- _ABOUT THIS EXERCISE_: From the listing below, copy only the lines running from the line that contains "Reviewer note: check that every instance of the ponytail" to the line that contains "Reviewer note: check that every instance of the green vegetation", both included.

- _RECORDS SHOWN_:

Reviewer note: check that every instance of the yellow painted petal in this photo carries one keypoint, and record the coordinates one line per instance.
==
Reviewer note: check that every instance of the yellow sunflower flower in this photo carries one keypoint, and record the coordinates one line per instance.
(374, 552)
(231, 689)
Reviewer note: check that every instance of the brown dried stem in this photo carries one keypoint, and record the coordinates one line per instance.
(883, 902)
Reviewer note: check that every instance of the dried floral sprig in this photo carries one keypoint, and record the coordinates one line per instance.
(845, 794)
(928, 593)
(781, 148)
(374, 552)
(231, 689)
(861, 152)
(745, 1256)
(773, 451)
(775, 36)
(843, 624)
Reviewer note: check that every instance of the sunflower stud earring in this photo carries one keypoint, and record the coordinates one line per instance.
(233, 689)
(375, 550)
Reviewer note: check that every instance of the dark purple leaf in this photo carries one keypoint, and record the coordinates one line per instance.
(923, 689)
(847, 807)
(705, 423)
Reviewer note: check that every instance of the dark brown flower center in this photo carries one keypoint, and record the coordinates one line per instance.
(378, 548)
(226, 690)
* * *
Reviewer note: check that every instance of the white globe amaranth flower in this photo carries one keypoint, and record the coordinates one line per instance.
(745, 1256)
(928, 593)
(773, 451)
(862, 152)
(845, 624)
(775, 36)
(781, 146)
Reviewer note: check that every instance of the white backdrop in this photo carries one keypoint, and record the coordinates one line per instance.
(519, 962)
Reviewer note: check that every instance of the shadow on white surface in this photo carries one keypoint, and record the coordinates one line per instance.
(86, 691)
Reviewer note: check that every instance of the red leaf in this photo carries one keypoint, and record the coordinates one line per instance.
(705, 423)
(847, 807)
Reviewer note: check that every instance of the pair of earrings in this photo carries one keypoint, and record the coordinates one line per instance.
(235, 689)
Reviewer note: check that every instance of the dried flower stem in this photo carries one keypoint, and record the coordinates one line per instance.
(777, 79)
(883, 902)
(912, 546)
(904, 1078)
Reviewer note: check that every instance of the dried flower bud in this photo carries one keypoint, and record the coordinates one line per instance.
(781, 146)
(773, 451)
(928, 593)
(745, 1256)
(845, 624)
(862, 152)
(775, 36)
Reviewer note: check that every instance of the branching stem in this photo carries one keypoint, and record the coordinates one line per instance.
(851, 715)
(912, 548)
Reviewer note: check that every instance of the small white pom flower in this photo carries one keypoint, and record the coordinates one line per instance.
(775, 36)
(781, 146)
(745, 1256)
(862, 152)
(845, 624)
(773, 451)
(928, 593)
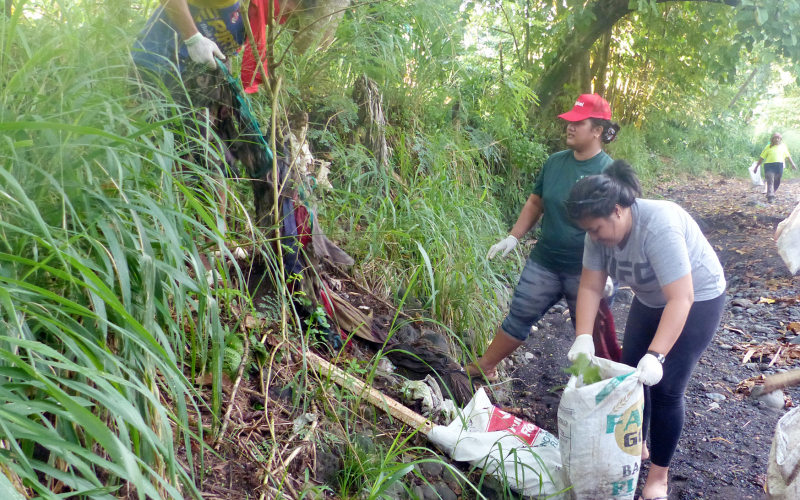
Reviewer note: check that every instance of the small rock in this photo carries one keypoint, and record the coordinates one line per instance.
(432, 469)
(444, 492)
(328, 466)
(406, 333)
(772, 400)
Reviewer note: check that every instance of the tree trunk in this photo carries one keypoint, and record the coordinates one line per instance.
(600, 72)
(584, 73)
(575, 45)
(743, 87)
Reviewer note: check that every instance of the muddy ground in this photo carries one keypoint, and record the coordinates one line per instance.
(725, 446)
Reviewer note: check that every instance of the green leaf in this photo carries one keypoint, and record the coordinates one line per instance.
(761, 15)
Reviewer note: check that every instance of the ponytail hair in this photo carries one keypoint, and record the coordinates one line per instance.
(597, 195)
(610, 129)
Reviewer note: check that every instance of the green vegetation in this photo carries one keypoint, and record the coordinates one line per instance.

- _ANSWER FOR THIS EXERCISE_:
Reviewer note: check that every instance of the ponytail hair in this photo carries one keypoint, and record the coordinates one line per instance.
(597, 195)
(610, 129)
Reviewer note: check that every instance of the green vegetation in this photo carries one keypoint, and record the coordinates one line per instance.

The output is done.